#### PROVIDED DATA:
* * * * *

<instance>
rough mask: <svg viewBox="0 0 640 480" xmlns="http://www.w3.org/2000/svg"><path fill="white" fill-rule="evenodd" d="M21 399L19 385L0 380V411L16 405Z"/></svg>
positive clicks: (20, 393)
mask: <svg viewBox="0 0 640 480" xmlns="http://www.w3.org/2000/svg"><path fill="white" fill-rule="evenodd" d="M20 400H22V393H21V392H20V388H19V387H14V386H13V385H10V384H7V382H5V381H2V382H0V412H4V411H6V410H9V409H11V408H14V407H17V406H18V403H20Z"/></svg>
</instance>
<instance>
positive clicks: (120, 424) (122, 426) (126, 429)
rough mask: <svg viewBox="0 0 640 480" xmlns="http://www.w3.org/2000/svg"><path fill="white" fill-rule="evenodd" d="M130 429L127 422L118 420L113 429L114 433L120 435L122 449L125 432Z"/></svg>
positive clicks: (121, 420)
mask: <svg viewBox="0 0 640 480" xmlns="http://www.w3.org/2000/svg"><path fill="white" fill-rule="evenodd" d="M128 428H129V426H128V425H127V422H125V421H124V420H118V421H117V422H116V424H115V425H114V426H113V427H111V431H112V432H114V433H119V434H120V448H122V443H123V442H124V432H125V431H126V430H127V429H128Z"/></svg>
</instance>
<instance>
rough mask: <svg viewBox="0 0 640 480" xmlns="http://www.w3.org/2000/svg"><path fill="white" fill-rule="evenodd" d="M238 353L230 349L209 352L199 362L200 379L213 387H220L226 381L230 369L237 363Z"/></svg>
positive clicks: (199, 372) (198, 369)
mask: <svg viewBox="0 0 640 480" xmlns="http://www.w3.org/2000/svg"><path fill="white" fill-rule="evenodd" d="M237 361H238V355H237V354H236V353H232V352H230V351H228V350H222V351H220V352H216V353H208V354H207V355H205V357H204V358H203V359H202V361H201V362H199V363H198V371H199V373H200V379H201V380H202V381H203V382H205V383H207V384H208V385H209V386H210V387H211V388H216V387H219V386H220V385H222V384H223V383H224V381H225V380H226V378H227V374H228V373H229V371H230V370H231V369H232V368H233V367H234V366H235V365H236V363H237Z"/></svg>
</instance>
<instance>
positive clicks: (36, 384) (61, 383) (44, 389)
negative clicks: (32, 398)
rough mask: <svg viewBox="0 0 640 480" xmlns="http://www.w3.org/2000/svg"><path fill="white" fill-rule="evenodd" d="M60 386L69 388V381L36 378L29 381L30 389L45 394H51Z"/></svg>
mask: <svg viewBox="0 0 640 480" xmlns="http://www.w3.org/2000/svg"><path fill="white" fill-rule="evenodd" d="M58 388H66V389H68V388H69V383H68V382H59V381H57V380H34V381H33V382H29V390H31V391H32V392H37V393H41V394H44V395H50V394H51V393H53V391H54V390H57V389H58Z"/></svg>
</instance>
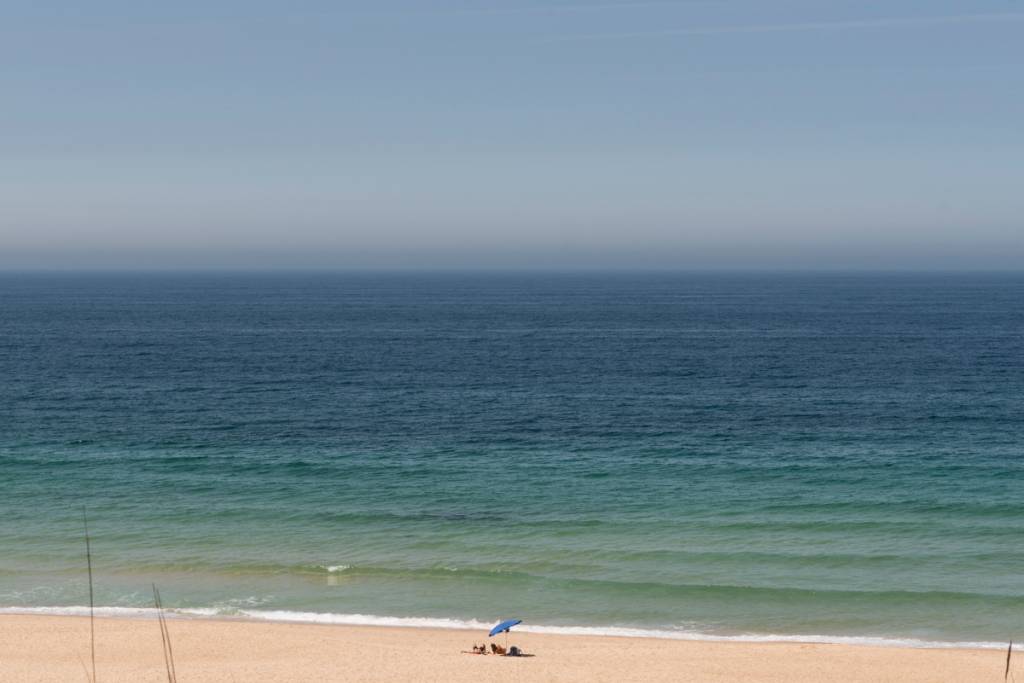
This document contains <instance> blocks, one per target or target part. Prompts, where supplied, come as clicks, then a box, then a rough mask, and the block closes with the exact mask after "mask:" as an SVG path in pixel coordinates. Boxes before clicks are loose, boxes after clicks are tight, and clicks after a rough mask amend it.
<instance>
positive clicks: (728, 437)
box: [0, 272, 1024, 645]
mask: <svg viewBox="0 0 1024 683" xmlns="http://www.w3.org/2000/svg"><path fill="white" fill-rule="evenodd" d="M83 506H85V507H86V508H87V510H88V517H89V525H90V530H91V545H92V555H93V564H94V571H95V585H96V604H97V605H100V607H101V608H100V610H99V613H135V611H134V610H138V609H144V608H146V607H148V606H152V588H151V585H152V584H156V585H157V586H158V587H159V588H160V590H161V593H162V594H163V599H164V603H165V605H168V606H170V607H172V608H174V609H175V610H177V612H178V613H180V614H182V615H188V614H194V615H212V614H223V615H234V616H248V617H252V618H275V620H297V621H321V622H335V623H350V624H398V625H408V626H423V625H434V626H460V625H462V626H465V625H470V626H479V627H482V626H483V625H487V624H492V623H494V622H497V621H498V620H499V618H504V617H513V616H514V617H519V618H522V620H524V621H525V625H526V626H528V627H531V628H535V629H538V630H554V631H567V632H573V631H574V632H588V633H609V634H614V633H621V634H630V633H634V634H648V635H659V636H664V637H677V638H736V639H753V640H761V639H769V640H770V639H799V640H827V641H842V642H882V643H910V644H914V643H941V644H949V645H956V644H965V643H984V644H995V643H1006V641H1007V640H1009V639H1010V638H1011V637H1014V638H1017V639H1020V638H1024V275H1020V274H970V273H958V274H951V273H831V274H823V273H821V274H810V273H582V272H580V273H524V272H519V273H346V274H339V273H242V272H238V273H227V272H225V273H164V274H155V273H148V274H130V273H120V274H99V273H92V274H88V273H62V274H61V273H48V274H47V273H5V274H2V275H0V611H43V612H68V613H75V612H76V611H81V609H82V607H83V605H87V604H88V585H87V581H86V571H85V547H84V542H83V530H82V508H83Z"/></svg>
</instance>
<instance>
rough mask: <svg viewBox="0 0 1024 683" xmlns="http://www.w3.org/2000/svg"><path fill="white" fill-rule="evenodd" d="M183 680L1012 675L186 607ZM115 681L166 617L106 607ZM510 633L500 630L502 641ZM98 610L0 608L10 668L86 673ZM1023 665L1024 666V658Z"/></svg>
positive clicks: (823, 654)
mask: <svg viewBox="0 0 1024 683" xmlns="http://www.w3.org/2000/svg"><path fill="white" fill-rule="evenodd" d="M169 631H170V634H171V637H172V639H173V643H174V654H175V659H176V668H177V672H178V674H179V675H180V679H181V680H182V681H185V680H187V681H198V682H200V683H205V682H213V681H230V680H232V679H233V680H246V681H340V682H347V681H393V680H417V681H452V682H454V683H463V682H465V683H469V682H470V681H474V682H475V681H479V680H493V681H506V680H507V681H534V680H537V681H555V680H557V681H565V682H567V683H575V682H578V681H579V682H581V683H582V682H584V681H609V682H610V681H666V682H668V681H678V680H681V679H685V680H692V681H707V682H709V683H718V682H719V681H721V682H723V683H724V682H725V681H735V680H758V681H797V682H810V681H825V680H846V681H865V682H866V681H900V683H915V682H918V681H921V682H922V683H924V682H925V681H949V682H950V683H959V682H962V681H963V682H964V683H967V682H969V681H971V682H975V681H985V680H991V681H1001V680H1002V671H1004V670H1002V667H1004V666H1005V660H1006V654H1005V652H999V651H996V650H992V649H967V648H940V649H929V648H900V647H878V646H870V645H843V644H822V643H780V642H775V643H767V642H760V643H744V642H721V641H718V642H715V641H696V640H669V639H656V638H636V637H633V638H630V637H621V636H600V637H598V636H583V635H560V634H541V633H529V632H521V631H513V633H512V634H511V636H510V638H509V643H510V644H514V645H518V646H519V647H521V648H522V649H523V650H524V651H525V652H527V653H530V654H534V655H536V656H532V657H523V658H516V657H499V656H494V655H488V656H479V655H471V654H465V653H463V650H468V649H469V648H470V647H471V645H473V644H475V643H479V642H487V641H488V640H489V639H486V638H485V635H486V634H485V632H483V633H481V632H476V631H473V632H469V631H463V630H456V629H433V628H415V629H413V628H399V627H383V626H347V625H327V624H298V623H280V622H276V623H275V622H258V621H246V620H225V618H218V617H197V618H177V620H173V621H172V622H171V623H170V624H169ZM95 632H96V661H97V665H96V666H97V672H98V674H99V676H98V678H99V680H101V681H104V682H105V683H118V682H120V681H126V682H127V681H143V682H144V681H160V680H164V679H166V675H165V672H164V661H163V657H162V649H161V636H160V631H159V628H158V625H157V622H156V620H155V618H152V617H148V618H146V617H138V616H134V617H130V616H119V617H112V616H97V617H96V621H95ZM502 641H503V638H502V639H499V640H498V642H502ZM88 651H89V618H88V617H82V616H71V615H45V616H44V615H28V614H11V613H3V614H0V679H2V680H17V681H25V682H36V681H40V682H41V681H58V680H68V681H73V680H82V679H83V677H85V676H86V671H85V670H84V666H85V665H84V663H86V661H88V660H89V659H88ZM1013 671H1015V672H1018V673H1019V674H1020V675H1024V657H1020V658H1019V659H1017V660H1016V661H1015V664H1014V667H1013Z"/></svg>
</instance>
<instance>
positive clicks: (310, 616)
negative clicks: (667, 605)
mask: <svg viewBox="0 0 1024 683" xmlns="http://www.w3.org/2000/svg"><path fill="white" fill-rule="evenodd" d="M0 614H27V615H59V616H88V615H89V607H88V606H83V605H73V606H63V607H0ZM95 614H96V615H98V616H112V617H121V618H156V617H157V610H156V609H155V608H153V607H96V608H95ZM165 614H167V615H168V616H170V617H174V618H230V620H245V621H255V622H275V623H289V624H325V625H337V626H376V627H390V628H407V629H447V630H461V631H487V630H489V629H490V627H492V626H493V625H494V624H495V623H496V622H497V621H498V620H493V621H489V622H481V621H479V620H461V618H445V617H431V616H384V615H379V614H344V613H335V612H304V611H290V610H283V609H262V610H261V609H234V610H224V609H222V608H218V607H187V608H176V609H166V610H165ZM516 631H520V632H525V633H538V634H551V635H563V636H597V637H612V638H660V639H667V640H689V641H715V642H741V643H823V644H837V645H867V646H876V647H913V648H943V649H948V648H954V649H958V648H970V649H1002V648H1005V647H1006V646H1007V644H1006V643H1002V642H994V641H943V640H924V639H920V638H897V637H883V636H837V635H819V634H775V633H763V634H762V633H743V634H734V635H722V634H715V633H707V632H701V631H694V630H684V629H673V628H664V629H643V628H633V627H623V626H557V625H536V624H524V625H520V626H517V627H516Z"/></svg>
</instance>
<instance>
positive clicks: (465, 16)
mask: <svg viewBox="0 0 1024 683" xmlns="http://www.w3.org/2000/svg"><path fill="white" fill-rule="evenodd" d="M0 88H2V90H0V92H2V99H0V102H2V106H0V267H5V268H10V267H37V266H44V267H106V266H123V267H146V266H154V267H156V266H160V267H173V266H219V265H228V266H245V267H248V266H317V267H324V266H328V267H331V266H343V267H352V266H362V267H373V266H403V265H418V266H442V267H446V266H465V267H475V266H493V265H499V266H522V265H541V266H554V267H558V266H580V265H584V266H586V265H597V266H608V265H611V266H629V267H632V266H658V267H665V266H681V267H723V266H725V267H729V266H738V267H744V266H761V267H834V266H855V267H930V266H935V267H966V268H978V267H982V268H984V267H998V268H1022V267H1024V1H1021V0H1000V1H988V0H973V1H971V2H951V1H945V0H913V1H910V0H887V1H885V2H872V1H865V0H858V1H855V2H853V1H849V2H848V1H844V0H827V1H826V0H803V1H801V0H794V1H786V0H707V1H701V0H679V1H672V0H663V1H656V0H652V1H642V0H636V1H633V2H629V1H616V0H558V1H554V2H542V1H541V0H523V1H521V2H513V1H511V0H509V1H504V2H503V1H501V0H450V1H431V0H416V1H414V0H373V1H370V0H366V1H361V2H354V1H353V2H344V1H332V2H328V1H326V0H325V1H323V2H319V1H316V2H301V1H300V2H278V3H274V2H265V1H261V0H246V1H242V0H233V1H230V2H223V1H221V2H218V1H215V0H214V1H204V2H193V1H190V0H179V1H176V2H145V1H140V0H132V1H127V0H126V1H124V2H104V1H103V0H96V1H94V2H81V1H77V2H65V3H56V2H46V1H45V0H36V1H33V2H22V1H18V0H14V1H13V2H5V3H4V4H3V8H2V9H0Z"/></svg>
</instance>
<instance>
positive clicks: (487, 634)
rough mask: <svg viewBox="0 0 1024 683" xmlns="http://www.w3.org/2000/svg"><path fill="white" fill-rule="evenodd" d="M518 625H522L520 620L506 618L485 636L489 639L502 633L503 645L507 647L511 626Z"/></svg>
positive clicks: (511, 628)
mask: <svg viewBox="0 0 1024 683" xmlns="http://www.w3.org/2000/svg"><path fill="white" fill-rule="evenodd" d="M518 624H522V620H521V618H507V620H505V621H504V622H502V623H501V624H499V625H498V626H496V627H495V628H493V629H492V630H490V633H488V634H487V636H489V637H490V638H494V637H495V636H497V635H498V634H499V633H504V634H505V645H506V646H508V644H509V631H510V630H511V629H512V627H513V626H516V625H518Z"/></svg>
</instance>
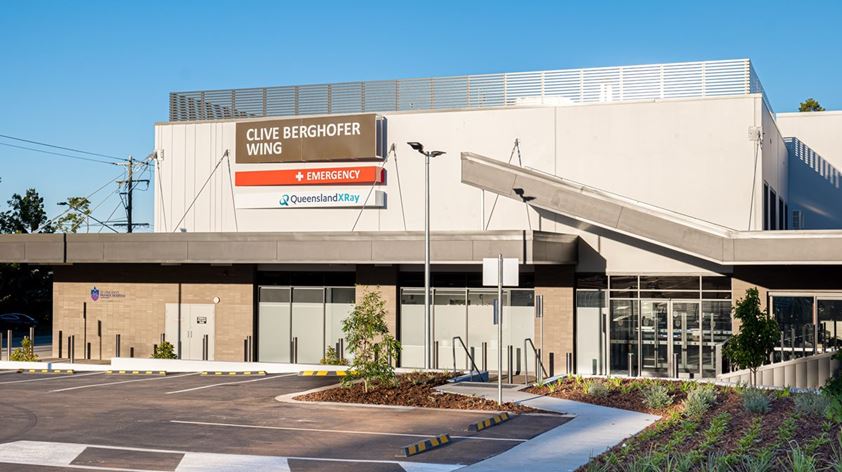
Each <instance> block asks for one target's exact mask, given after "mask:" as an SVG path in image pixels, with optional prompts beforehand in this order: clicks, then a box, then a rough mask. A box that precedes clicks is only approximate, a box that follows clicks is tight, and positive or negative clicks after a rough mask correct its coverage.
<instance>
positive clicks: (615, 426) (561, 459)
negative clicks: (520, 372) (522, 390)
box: [439, 385, 660, 472]
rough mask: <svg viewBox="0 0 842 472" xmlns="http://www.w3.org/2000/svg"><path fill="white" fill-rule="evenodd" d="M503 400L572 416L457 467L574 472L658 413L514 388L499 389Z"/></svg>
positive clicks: (477, 388) (475, 388)
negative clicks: (587, 402)
mask: <svg viewBox="0 0 842 472" xmlns="http://www.w3.org/2000/svg"><path fill="white" fill-rule="evenodd" d="M439 389H440V390H442V391H446V392H450V393H459V394H463V395H475V396H481V397H484V398H489V399H492V400H496V399H497V387H496V385H490V386H477V385H469V386H460V385H445V386H442V387H439ZM503 401H505V402H516V403H521V404H523V405H526V406H531V407H533V408H539V409H542V410H546V411H553V412H557V413H564V414H567V415H573V416H575V417H574V418H573V419H572V420H570V421H568V422H566V423H564V424H562V425H561V426H558V427H556V428H554V429H551V430H550V431H547V432H545V433H543V434H541V435H539V436H537V437H535V438H533V439H531V440H530V441H527V442H525V443H522V444H519V445H517V446H515V447H513V448H511V449H509V450H507V451H505V452H503V453H501V454H499V455H496V456H494V457H491V458H489V459H485V460H483V461H480V462H477V463H474V464H472V465H469V466H467V467H464V468H462V469H459V470H463V471H466V472H467V471H489V472H495V471H511V470H529V471H530V472H543V471H553V472H558V471H573V470H576V469H577V468H579V467H581V466H583V465H585V464H587V463H588V462H589V461H590V459H591V458H592V457H595V456H598V455H599V454H601V453H603V452H605V451H606V450H608V449H610V448H611V447H613V446H614V445H616V444H619V443H620V442H621V441H623V440H624V439H626V438H628V437H630V436H632V435H634V434H637V433H638V432H640V431H642V430H643V429H645V428H646V427H647V426H649V425H650V424H652V423H654V422H655V421H657V420H658V419H659V418H660V417H659V416H655V415H649V414H646V413H638V412H635V411H628V410H620V409H617V408H610V407H604V406H599V405H592V404H590V403H582V402H576V401H572V400H563V399H560V398H553V397H546V396H543V395H534V394H531V393H528V392H523V391H515V390H505V389H504V390H503Z"/></svg>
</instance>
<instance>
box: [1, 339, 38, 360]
mask: <svg viewBox="0 0 842 472" xmlns="http://www.w3.org/2000/svg"><path fill="white" fill-rule="evenodd" d="M8 342H11V340H10V341H8ZM10 360H13V361H19V362H34V361H37V360H38V355H37V354H35V347H34V346H33V345H32V340H31V339H29V336H24V338H23V341H21V343H20V347H19V348H16V349H15V350H14V351H12V356H11V358H10Z"/></svg>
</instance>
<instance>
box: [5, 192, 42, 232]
mask: <svg viewBox="0 0 842 472" xmlns="http://www.w3.org/2000/svg"><path fill="white" fill-rule="evenodd" d="M6 203H7V204H8V205H9V209H8V210H6V211H4V212H3V213H0V233H12V234H21V233H52V232H53V227H52V225H51V224H50V222H49V221H48V220H47V212H46V211H45V210H44V199H43V198H42V197H41V196H40V195H38V192H37V191H36V190H35V189H34V188H30V189H28V190H27V191H26V194H25V195H23V196H21V195H19V194H17V193H16V194H14V195H12V199H11V200H8V201H7V202H6Z"/></svg>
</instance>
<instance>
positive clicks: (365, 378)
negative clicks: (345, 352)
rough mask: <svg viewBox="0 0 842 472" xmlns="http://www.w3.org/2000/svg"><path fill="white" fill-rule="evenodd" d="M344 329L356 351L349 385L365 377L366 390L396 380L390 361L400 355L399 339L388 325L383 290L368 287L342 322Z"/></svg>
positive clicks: (345, 332)
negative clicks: (357, 380)
mask: <svg viewBox="0 0 842 472" xmlns="http://www.w3.org/2000/svg"><path fill="white" fill-rule="evenodd" d="M342 331H343V332H344V333H345V339H346V341H347V343H348V350H349V351H350V352H351V354H352V355H353V362H352V363H351V366H350V368H349V369H348V370H349V371H350V375H348V376H345V377H343V379H342V382H343V383H345V384H346V385H347V384H348V383H350V382H351V381H353V380H356V379H362V381H363V385H364V389H365V391H366V393H367V392H368V390H369V388H370V387H371V386H372V385H384V384H387V385H388V384H393V383H394V382H395V379H396V377H395V368H394V367H393V366H392V364H391V363H390V362H389V361H390V360H391V359H397V355H398V351H399V350H400V343H399V342H398V341H397V340H395V338H394V336H392V335H391V334H390V333H389V327H388V326H387V325H386V302H385V301H384V300H383V298H382V297H381V296H380V292H377V291H373V290H366V291H365V292H364V294H363V299H362V300H361V301H360V302H359V303H357V304H356V305H355V306H354V311H352V312H351V314H350V315H349V316H348V318H346V319H345V320H344V321H343V322H342Z"/></svg>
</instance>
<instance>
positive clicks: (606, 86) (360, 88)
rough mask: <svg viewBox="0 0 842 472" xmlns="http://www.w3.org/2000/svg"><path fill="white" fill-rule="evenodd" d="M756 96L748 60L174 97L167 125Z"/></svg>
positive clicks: (757, 84) (471, 76) (195, 95)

* * * * *

Nothing but an exact copy of the lines from the start of the entries through the line containing "399L19 385L0 380V411L16" belongs in the response.

#### TASK OUTPUT:
<instance>
rough mask: <svg viewBox="0 0 640 480" xmlns="http://www.w3.org/2000/svg"><path fill="white" fill-rule="evenodd" d="M21 399L19 385L0 380V411L16 405Z"/></svg>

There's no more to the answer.